What this task involves: For the word "stone", state how many lines below contain it. Give no other text.

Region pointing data
Content starts
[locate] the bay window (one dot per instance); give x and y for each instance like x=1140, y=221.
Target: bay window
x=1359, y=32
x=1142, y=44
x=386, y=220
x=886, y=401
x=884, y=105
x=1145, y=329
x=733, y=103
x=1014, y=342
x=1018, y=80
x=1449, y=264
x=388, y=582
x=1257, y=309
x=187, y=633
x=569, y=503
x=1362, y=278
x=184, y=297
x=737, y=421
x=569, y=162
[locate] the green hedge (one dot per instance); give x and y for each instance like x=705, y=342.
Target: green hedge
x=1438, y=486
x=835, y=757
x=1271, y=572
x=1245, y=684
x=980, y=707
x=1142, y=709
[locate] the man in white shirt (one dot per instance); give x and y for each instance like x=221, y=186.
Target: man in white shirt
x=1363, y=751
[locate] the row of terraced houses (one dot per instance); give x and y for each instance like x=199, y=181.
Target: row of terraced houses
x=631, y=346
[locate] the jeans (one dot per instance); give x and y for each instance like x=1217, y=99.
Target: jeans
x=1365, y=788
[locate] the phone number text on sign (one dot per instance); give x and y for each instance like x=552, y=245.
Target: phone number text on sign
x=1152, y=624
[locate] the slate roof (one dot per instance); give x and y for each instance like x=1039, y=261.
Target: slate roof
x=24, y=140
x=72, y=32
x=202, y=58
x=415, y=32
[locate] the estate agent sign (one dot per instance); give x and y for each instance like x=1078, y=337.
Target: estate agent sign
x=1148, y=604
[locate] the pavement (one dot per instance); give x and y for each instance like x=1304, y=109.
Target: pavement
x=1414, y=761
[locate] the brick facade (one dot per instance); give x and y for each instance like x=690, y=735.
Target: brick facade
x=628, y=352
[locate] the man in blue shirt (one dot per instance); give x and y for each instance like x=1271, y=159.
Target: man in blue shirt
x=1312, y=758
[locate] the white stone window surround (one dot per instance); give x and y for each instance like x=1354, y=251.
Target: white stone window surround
Content ends
Output: 2